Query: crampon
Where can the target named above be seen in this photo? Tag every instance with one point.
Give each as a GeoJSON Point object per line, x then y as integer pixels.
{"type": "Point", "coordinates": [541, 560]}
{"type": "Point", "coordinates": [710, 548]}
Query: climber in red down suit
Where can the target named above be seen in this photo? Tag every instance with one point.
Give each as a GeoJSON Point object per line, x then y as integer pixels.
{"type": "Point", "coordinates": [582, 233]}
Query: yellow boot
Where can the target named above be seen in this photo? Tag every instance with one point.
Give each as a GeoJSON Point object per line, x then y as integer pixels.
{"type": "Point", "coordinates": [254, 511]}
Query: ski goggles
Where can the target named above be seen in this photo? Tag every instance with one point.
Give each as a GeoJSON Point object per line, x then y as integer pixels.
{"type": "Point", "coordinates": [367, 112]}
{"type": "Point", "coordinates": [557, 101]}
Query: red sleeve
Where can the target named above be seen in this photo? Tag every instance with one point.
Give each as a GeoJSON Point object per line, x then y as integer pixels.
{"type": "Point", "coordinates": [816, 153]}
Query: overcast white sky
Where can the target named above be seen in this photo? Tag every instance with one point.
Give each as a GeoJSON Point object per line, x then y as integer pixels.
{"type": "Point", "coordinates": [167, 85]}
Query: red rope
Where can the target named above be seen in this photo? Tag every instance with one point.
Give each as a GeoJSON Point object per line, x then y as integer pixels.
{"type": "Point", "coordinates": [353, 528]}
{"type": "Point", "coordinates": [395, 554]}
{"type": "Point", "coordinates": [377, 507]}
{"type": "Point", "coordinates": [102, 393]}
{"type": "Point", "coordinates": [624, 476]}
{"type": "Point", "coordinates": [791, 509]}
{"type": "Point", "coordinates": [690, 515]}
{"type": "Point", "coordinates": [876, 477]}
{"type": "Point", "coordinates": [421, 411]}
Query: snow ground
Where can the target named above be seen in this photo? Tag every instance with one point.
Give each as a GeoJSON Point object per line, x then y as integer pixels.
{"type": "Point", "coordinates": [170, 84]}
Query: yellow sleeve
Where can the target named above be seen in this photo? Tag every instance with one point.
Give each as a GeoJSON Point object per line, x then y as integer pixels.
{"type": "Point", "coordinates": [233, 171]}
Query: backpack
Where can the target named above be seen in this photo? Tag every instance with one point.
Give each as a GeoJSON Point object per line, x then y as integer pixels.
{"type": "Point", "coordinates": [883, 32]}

**Work to do**
Please copy the listing above line for line, keeping every character unchanged.

**Written solution**
Query: crampon
Where can the target named above be seen in this photo? Tag every instance with one point.
Give each as a GeoJSON Point object per line, x then y as integer pixels.
{"type": "Point", "coordinates": [541, 560]}
{"type": "Point", "coordinates": [710, 548]}
Query: climber in red down suit
Where can the target named above be seen in this photo? Tag every instance with one point.
Give each as a GeoJSON Point object per line, x then y as integer pixels.
{"type": "Point", "coordinates": [582, 233]}
Query: yellow boot
Where can the target named above be seen in this photo? Tag every instance with one point.
Give each as a GeoJSON Point object per line, x then y as integer pixels.
{"type": "Point", "coordinates": [254, 511]}
Query: ski goggles
Where can the target named above be seen in this photo? Tag every instance with one point.
Give each as a GeoJSON Point object per line, x then y as integer pixels.
{"type": "Point", "coordinates": [367, 112]}
{"type": "Point", "coordinates": [557, 101]}
Query: red sleeve
Where can the target named above be seen in this photo? Tag every instance with one point.
Give each as a GeoJSON Point object per line, x then y as integer pixels.
{"type": "Point", "coordinates": [816, 153]}
Query: overcast white sky
Where can the target named above be seen in this photo? Tag every instance with one point.
Give each as a GeoJSON Point object per line, x then y as integer pixels.
{"type": "Point", "coordinates": [167, 85]}
Query: red rope
Where can the target named above be seen in this photo? Tag every instance with one point.
Give each as a GeoJSON Point object per line, x then y as integer pixels.
{"type": "Point", "coordinates": [353, 528]}
{"type": "Point", "coordinates": [395, 554]}
{"type": "Point", "coordinates": [377, 507]}
{"type": "Point", "coordinates": [102, 393]}
{"type": "Point", "coordinates": [624, 476]}
{"type": "Point", "coordinates": [791, 509]}
{"type": "Point", "coordinates": [690, 515]}
{"type": "Point", "coordinates": [876, 477]}
{"type": "Point", "coordinates": [421, 411]}
Query: snow ground
Where can the target named above be seen in this photo? Tag every instance with one point.
Give each as a GeoJSON Point object per line, x then y as integer pixels.
{"type": "Point", "coordinates": [170, 84]}
Query: yellow sleeve
Where can the target named above be seen in this photo? Tag every instance with one point.
Give each as a GeoJSON Point object per line, x then y as integer pixels.
{"type": "Point", "coordinates": [233, 171]}
Query: backpack
Where can the target named above be seen in this photo? Tag every instance with one point.
Give each as a GeoJSON Point object per line, x then y as integer pixels.
{"type": "Point", "coordinates": [883, 32]}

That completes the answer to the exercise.